* _DATA ROWS_

_ _ _ _ _ _ _

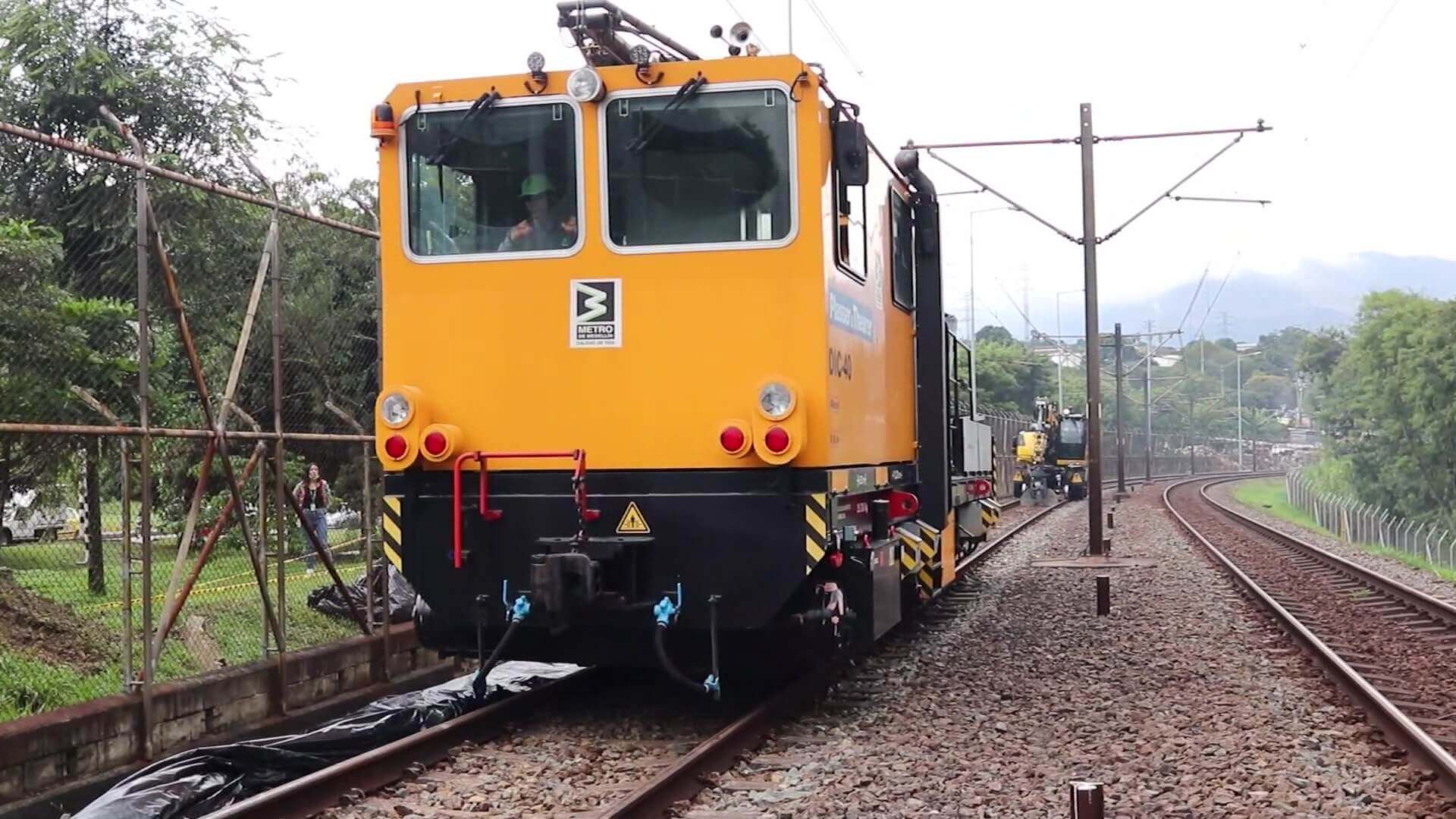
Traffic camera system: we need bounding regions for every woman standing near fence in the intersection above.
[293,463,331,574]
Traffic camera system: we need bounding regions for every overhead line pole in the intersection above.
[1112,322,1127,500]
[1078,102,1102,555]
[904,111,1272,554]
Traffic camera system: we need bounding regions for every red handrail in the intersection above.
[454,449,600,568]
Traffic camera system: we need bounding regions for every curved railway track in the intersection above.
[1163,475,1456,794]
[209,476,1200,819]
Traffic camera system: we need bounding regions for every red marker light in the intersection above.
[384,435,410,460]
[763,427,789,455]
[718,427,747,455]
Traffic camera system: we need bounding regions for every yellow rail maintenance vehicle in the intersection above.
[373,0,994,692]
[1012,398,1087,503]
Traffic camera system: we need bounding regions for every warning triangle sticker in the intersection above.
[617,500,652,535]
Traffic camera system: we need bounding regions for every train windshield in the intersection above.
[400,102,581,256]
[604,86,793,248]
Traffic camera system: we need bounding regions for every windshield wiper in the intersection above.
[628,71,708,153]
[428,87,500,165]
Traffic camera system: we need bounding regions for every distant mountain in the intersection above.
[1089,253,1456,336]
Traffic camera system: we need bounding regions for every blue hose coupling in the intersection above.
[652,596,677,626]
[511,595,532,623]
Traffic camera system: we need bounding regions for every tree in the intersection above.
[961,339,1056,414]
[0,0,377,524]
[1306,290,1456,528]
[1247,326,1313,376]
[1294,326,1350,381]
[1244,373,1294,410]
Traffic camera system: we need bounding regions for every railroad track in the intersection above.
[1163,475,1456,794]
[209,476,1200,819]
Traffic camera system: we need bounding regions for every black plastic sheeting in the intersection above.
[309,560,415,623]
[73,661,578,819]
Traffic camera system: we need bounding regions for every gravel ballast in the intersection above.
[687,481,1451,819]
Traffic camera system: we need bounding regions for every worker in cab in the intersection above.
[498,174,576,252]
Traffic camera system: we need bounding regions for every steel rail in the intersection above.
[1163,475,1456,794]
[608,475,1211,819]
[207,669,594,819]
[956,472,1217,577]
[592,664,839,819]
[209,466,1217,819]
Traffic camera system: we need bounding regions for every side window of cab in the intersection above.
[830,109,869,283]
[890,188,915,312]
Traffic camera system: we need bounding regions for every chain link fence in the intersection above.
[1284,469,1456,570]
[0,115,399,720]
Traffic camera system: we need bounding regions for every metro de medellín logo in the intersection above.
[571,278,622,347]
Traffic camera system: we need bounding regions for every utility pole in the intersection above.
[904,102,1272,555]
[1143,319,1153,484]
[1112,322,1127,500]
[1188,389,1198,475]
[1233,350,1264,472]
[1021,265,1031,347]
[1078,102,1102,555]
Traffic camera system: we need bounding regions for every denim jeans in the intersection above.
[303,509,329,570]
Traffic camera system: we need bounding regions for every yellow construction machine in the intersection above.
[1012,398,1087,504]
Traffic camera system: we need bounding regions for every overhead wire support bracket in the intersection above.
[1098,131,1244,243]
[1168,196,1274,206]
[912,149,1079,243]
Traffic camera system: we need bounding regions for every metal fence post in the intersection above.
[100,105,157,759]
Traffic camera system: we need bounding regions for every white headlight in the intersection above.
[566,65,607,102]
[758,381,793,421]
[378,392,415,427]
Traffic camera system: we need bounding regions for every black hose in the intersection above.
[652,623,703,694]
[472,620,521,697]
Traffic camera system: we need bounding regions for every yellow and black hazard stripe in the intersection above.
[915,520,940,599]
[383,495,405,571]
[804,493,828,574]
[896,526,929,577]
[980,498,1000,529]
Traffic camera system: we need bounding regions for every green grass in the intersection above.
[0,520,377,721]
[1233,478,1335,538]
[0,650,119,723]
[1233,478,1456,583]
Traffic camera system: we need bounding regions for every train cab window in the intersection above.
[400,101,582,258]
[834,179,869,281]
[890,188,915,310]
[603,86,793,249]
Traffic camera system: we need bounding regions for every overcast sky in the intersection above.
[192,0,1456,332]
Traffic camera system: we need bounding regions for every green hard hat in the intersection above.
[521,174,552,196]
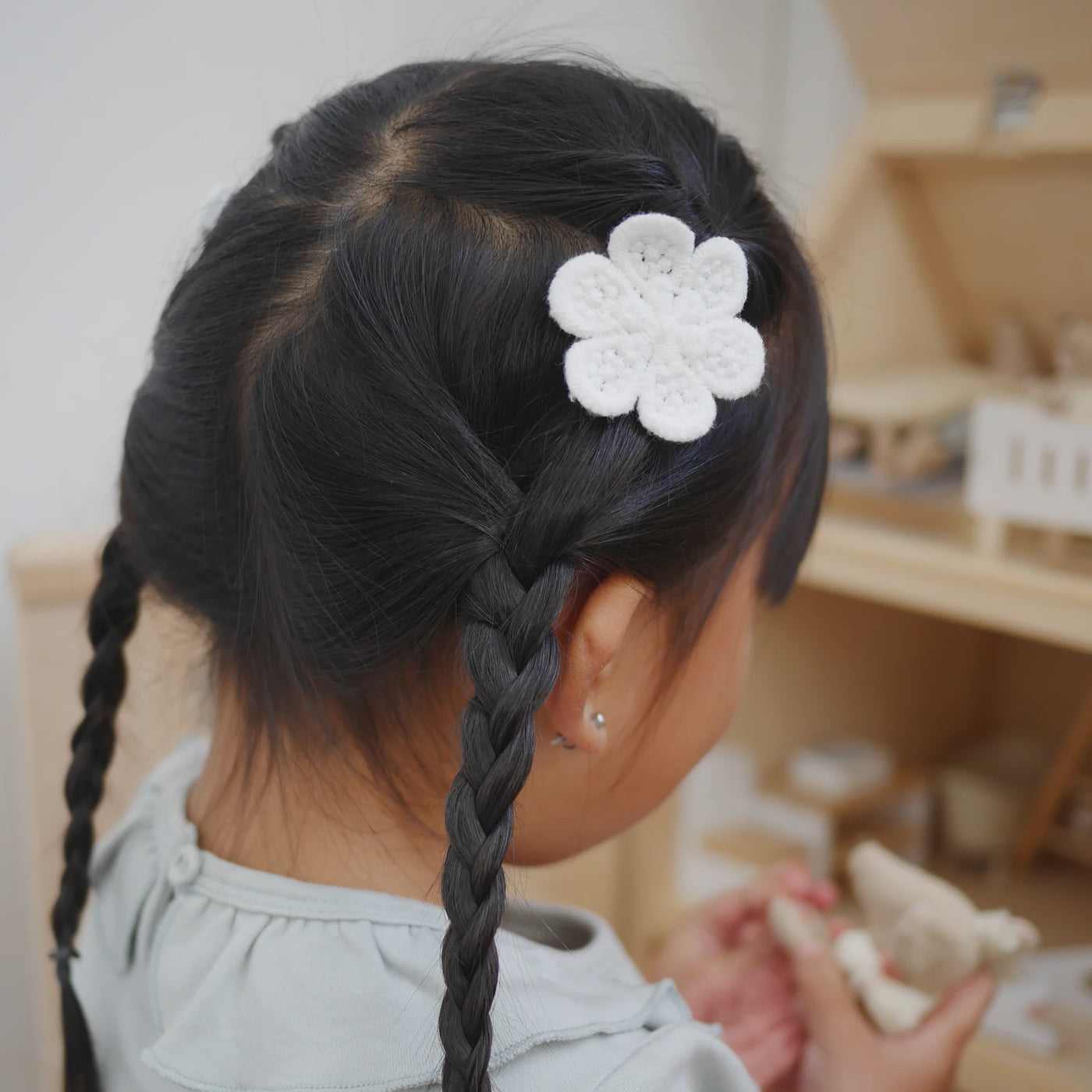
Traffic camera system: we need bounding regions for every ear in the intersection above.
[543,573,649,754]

_ _ _ _ _ _ _

* _WHAT TO PRODUCE_
Rewrite all of the material above, swapping every "intersection" for "frame" and changing nothing else. Leave the pictures out.

* _RESPONSE TO THIS TASK_
Traffic camera system: we need bounding regions for every woman standing near fence in the frame above.
[293,463,331,574]
Traffic camera system: we need bounding regions for every overhead line pole in the frame above.
[1112,322,1127,500]
[1078,102,1102,555]
[904,111,1272,554]
Traffic camera system: we need bounding regions for every red handrail in the frame above.
[454,449,600,568]
Traffic camera system: we need bounding regions for every curved railway track in the frame above.
[1163,475,1456,794]
[209,476,1200,819]
Traffic camera system: we need bounding regions for every red marker light in the frame above.
[384,435,410,460]
[763,427,789,455]
[718,427,747,455]
Traffic camera system: we need bounding regions for every yellow rail maintenance vehicle in the frame above.
[373,0,994,692]
[1012,398,1087,503]
Traffic camera system: we need bounding regions for every warning triangle sticker in the frame above.
[617,500,652,535]
Traffic camera system: we need bounding regions for every train windshield in the frame above.
[400,102,581,256]
[604,86,793,248]
Traffic camera system: we need bounding regions for every windshield wiper in the frame above.
[628,71,708,153]
[428,87,500,165]
Traffic camera system: we need bounding regions for every distant mountain in the frame above.
[1089,253,1456,336]
Traffic camera system: we need bounding regions for every blue hose coupling in the frame above.
[652,596,677,626]
[511,595,532,623]
Traffic camera system: we need bounding regions for every tree in the frame above.
[961,339,1056,414]
[0,0,377,524]
[1306,290,1456,528]
[1247,326,1313,376]
[1294,326,1350,381]
[1244,373,1294,410]
Traffic camera system: we need bounding regions for every railroad track in the frame above.
[1163,475,1456,794]
[209,476,1200,819]
Traffic camera system: we need bounding regions for every black plastic sheeting in the frame above.
[309,560,415,623]
[73,661,578,819]
Traffic camera system: we need bounding regions for every gravel ballast in the frame above.
[687,481,1451,819]
Traffic camera system: we need bounding regions for every worker in cab in the frame above.
[498,174,576,252]
Traffic camera system: we need bounding regions for every steel rail in the frame above.
[1163,475,1456,794]
[608,475,1211,819]
[207,669,594,819]
[956,472,1217,577]
[592,664,839,819]
[209,466,1217,819]
Traffic camera system: we need bounding regions for every side window of cab in the frame above.
[830,109,869,283]
[890,188,915,312]
Traffic camera system: we need bounding regions for every chain link fence in the frame above.
[1284,469,1456,570]
[0,115,399,720]
Traffic camera system: we need bounding regions for every metro de medellín logo in the frame above.
[571,278,622,347]
Traffic camera system: we need bounding regions for every utility pole in the frame above.
[904,102,1272,555]
[1143,319,1153,484]
[1112,322,1127,500]
[1188,389,1198,475]
[1233,350,1264,472]
[1021,265,1031,347]
[1078,102,1102,555]
Traffic camera system: we need bounding regions for every denim jeans in the frame above.
[303,509,329,570]
Traffic camera system: we need bounding regions for every yellow construction machine in the frame above.
[1012,398,1087,504]
Traffic camera system: we need bounding regions for every overhead wire support bracket in the frame above.
[1098,131,1244,243]
[1168,196,1274,206]
[912,149,1079,243]
Traffic camera system: we need bounding regions for every metal fence post in the frame above.
[100,105,157,759]
Traffic camera system: we need bounding regions for every white headlight in the frame above.
[566,65,607,102]
[758,381,793,421]
[378,392,415,427]
Traffic camera system: we need bounding regions for every black hose in the frame above.
[652,623,703,694]
[472,620,521,697]
Traffic camera system: we need bounding regions for every yellow and black hazard stripe in the frame above.
[915,520,940,599]
[383,495,405,571]
[804,493,828,574]
[896,526,929,577]
[980,498,1000,529]
Traffic camera system: we need bounding regions for every green grass in the frame above.
[0,520,377,721]
[1233,478,1335,538]
[0,650,119,723]
[1233,478,1456,583]
Traffic camera system: we need bounding regions for every train cab window in the frame above.
[400,101,582,258]
[834,179,869,281]
[890,188,915,310]
[603,86,793,249]
Traffic camera system: we need bounding regions for every overcast sky in the frame above.
[192,0,1456,332]
Traffic camera system: we need bounding regions for every green hard hat in the frame above.
[521,174,552,196]
Traffic camera system: we need bounding regions for every ear in the frame above.
[543,573,649,754]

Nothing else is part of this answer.